▼▼▼
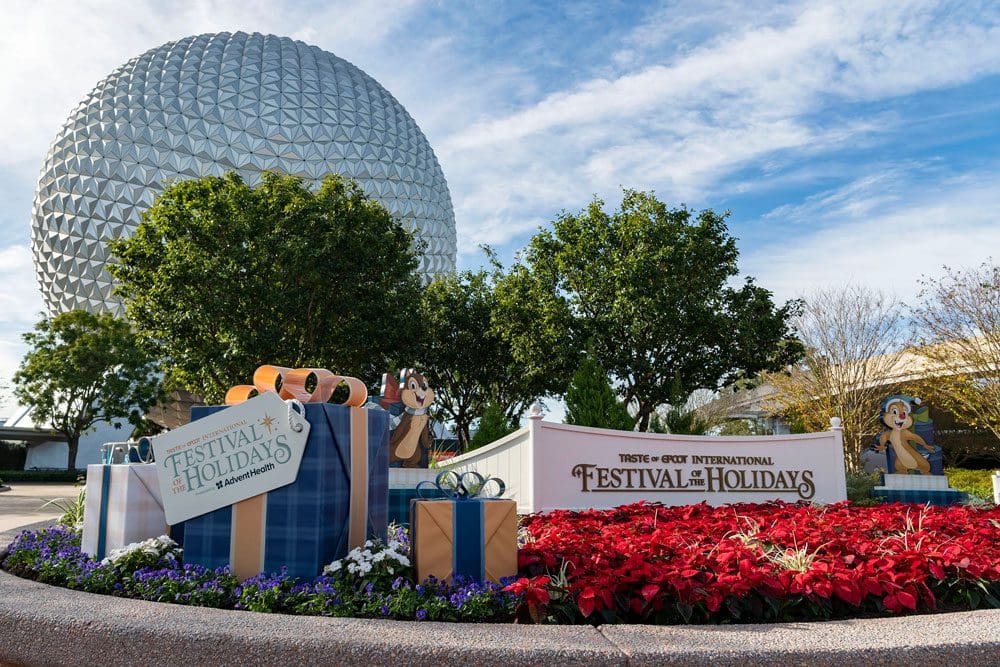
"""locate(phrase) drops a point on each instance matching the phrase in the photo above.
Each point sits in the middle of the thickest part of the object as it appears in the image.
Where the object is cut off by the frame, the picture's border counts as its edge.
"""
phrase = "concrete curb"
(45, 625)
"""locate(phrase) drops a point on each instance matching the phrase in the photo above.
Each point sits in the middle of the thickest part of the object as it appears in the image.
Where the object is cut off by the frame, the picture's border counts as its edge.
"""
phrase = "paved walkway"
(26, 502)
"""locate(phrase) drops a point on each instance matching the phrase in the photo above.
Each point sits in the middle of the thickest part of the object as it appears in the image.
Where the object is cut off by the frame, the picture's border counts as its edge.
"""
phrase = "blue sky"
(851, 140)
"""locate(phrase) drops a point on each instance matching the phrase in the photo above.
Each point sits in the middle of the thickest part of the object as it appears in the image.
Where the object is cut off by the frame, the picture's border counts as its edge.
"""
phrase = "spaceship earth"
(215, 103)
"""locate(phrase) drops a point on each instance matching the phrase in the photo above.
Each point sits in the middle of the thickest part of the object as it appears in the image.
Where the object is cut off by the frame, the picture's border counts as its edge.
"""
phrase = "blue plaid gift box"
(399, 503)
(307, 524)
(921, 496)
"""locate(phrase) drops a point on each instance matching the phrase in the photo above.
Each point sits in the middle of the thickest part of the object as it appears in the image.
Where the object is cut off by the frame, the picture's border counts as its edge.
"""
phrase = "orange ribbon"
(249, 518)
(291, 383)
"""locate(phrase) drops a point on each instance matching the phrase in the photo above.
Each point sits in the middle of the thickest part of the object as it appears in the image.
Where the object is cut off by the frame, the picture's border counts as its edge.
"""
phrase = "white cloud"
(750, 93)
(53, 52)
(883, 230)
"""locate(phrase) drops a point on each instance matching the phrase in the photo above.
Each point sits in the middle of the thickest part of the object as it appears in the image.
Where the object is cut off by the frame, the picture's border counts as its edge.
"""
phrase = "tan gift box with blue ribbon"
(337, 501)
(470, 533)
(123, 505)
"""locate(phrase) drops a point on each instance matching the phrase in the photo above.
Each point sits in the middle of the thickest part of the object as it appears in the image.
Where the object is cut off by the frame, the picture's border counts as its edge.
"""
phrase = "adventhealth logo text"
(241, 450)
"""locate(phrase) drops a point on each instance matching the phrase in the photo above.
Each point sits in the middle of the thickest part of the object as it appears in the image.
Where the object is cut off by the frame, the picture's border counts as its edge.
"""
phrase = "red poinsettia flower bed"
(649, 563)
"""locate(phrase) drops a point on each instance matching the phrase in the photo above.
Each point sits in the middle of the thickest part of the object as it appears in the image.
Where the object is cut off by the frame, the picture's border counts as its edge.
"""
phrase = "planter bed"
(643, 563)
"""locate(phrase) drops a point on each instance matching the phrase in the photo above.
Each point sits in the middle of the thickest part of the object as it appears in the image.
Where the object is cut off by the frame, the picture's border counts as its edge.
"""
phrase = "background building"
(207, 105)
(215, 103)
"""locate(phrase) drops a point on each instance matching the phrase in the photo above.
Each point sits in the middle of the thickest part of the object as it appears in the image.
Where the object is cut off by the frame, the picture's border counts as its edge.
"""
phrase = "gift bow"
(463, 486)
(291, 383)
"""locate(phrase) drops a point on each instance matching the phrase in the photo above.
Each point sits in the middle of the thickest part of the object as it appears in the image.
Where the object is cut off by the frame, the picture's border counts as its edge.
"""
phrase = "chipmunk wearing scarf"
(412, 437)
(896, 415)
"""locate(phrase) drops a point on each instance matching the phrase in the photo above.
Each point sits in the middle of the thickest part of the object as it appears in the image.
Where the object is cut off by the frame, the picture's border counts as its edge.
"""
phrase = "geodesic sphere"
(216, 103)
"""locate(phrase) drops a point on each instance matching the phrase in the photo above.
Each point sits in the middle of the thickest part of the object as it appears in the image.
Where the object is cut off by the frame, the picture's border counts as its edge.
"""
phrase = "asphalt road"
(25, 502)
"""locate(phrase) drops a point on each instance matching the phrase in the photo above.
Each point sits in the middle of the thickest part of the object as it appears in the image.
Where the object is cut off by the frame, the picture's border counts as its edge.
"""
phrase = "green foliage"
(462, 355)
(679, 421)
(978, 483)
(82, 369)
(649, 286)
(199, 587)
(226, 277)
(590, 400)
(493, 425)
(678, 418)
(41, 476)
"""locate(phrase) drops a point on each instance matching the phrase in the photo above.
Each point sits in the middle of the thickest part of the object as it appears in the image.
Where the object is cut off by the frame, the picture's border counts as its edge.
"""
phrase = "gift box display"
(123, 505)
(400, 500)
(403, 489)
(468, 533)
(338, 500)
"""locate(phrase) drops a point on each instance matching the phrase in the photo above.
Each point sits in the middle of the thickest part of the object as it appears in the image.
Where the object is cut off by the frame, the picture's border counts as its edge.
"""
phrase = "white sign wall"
▲▲▲
§ ACTIVITY:
Every record is to be restated word for word, with the pictures left out.

§ OUTPUT OF THE TASK:
"""locate(phrase) drops a point on each instance matching the phrase in the photo above.
Each point sits in the middle of the thickest part of the object as it appears in the image.
Where the object is cut off by the frame, the picture's border counts as its edge.
"""
phrase = "concrete curb"
(45, 625)
"""locate(phrase) drops a point on each instance matching the phrase in the photo above.
Each point sits in the middle of the thickest part of the object as it appears in the image.
Where the object is cut off by the frame, the picture's border counts as its edge.
"""
phrase = "paved walkway"
(26, 502)
"""locate(phrase) drops a point on each instance matching the phrase in the photo above.
Each point sits in the middle of the thickest part of the object as it appears in the image.
Where the object is cut off by the frame, the picture's border counts as its edge.
"""
phrase = "blue sky"
(851, 140)
"""locate(phrase) drops a point on each instance matching the phrase in the photo above.
Each point sits in the middle of the thickest part of the object as it appears in the image.
Where the object is cut off by the frame, the picture's border counts as its edge.
"""
phrase = "spaceship earth"
(215, 103)
"""locate(phrase) drops a point on each instance matching the phrase in the photo above.
Each point sits in the middle of the thickest part of the object as it appears in the image.
Where the object is cut off by the frame, the picture's border counts as its edge.
"""
phrase = "blue plaid gift box"
(399, 503)
(307, 524)
(921, 496)
"""locate(phrase) drops a point on each instance matching the phrase in the photo above.
Each point sits in the middle of the thickest part of the object as it appears in the image.
Where the object is cut off by the frame, the picture's border counts as its edge.
"""
phrase = "orange ribbon"
(249, 518)
(291, 383)
"""locate(phrase) drops a point on each instance matching the phrase in the photo above.
Each point sits in the middle of the thickest part of the object as it appears in the image.
Where the object is cut off by the frame, the picture's border counts as its edge.
"""
phrase = "white cloud"
(750, 93)
(53, 52)
(883, 230)
"""locate(phrase) drops a point on each instance matching the phrase in the photo above.
Each point sits in the middle of the thickest part of the object as it appears in the image.
Where the object is cut off by the frame, the picture's border counts as its edge.
"""
phrase = "tan gift box with blue ribbon"
(337, 501)
(470, 533)
(123, 505)
"""locate(phrase) drops a point on each instance matching the phrase in the photo above.
Each point sits in the middle of the thickest part of the object as it appears in the image.
Where the object is cut off by the frame, the picture's border counts as its edge.
"""
phrase = "adventhealth logo text"
(241, 450)
"""locate(phrase) drops a point on each instance matching the phrase in the photo above.
Each point sits in the middle of the thickest part of the object as it appears in the image.
Where the object is cut off by the frame, the picture's border counts as its edge.
"""
phrase = "red poinsettia flower bed"
(649, 563)
"""locate(phrase) drops a point on each instance matching the phrase in the photo above.
Each point sits in the middle of the thickest part of the object as it appears in the image.
Where the object is cut off by the frame, the picture's border counts as its edge.
"""
phrase = "planter bed"
(643, 563)
"""locate(phrase) drops a point on each instance matching the phrase in the photo above.
Each point sits in the middle of the thickest part of the object as it appears in the image.
Where the object is cut off by the frame, the picture's border counts as its edge.
"""
phrase = "background building"
(207, 105)
(215, 103)
"""locate(phrase) drops a point on each instance matching the phrase in the photo above.
Each point sits in the middle of the thickest part of the object as it appears in the image.
Where the object is cut off by the frame, the picture's border counts as its edge.
"""
phrase = "gift bow"
(463, 486)
(291, 383)
"""locate(phrase) drops a point on each instance matching the phrase in the photo above.
Each point sits in the middle of the thickest part of the object as it appears in the image.
Where the object is cut off by the frame, the picture's border counts as its edge.
"""
phrase = "chipmunk wearing scarf"
(412, 437)
(896, 415)
"""locate(phrase) drops a point on each instance matching the phrase in the photo above.
Each point sits in the middle of the thickest part of the object as it appears in the image.
Where the object is cut off by the frame, the picture's border counts as its edge.
"""
phrase = "geodesic sphere"
(216, 103)
"""locate(phrase) drops a point on each instance matching the phrase in the photo above.
Each point sits in the middle of the thickest part of the object as it appears in the image.
Where the object is cut off by the frame, the picture's border counts as its edge.
"""
phrase = "asphalt road"
(25, 502)
"""locate(phrase) drops a point on each instance matching the phrase in the photo above.
Each point sits in the middle of the thickest part of the object as it appears in the image.
Where the object is cut off by the frame, the picture's border counts as its edge.
"""
phrase = "green foliage"
(462, 355)
(679, 421)
(978, 483)
(82, 369)
(649, 286)
(199, 587)
(226, 277)
(590, 400)
(493, 425)
(678, 418)
(41, 476)
"""locate(phrase) drops a point on each instance matching the phrase in the photo above.
Each point sits in the middle of the thickest part of the object as it appears in the image.
Where the object is cut off by the frame, the picture's border counts as its edge.
"""
phrase = "gift box display"
(123, 505)
(400, 500)
(403, 489)
(468, 533)
(338, 500)
"""locate(phrase) drops a point on each instance matching the phrase in the photo above.
Each point sits in the middle of the thickest part of the object as it appears in the image.
Where the object is cut off by the frame, the picture's border counts as its edge.
"""
phrase = "white sign wall"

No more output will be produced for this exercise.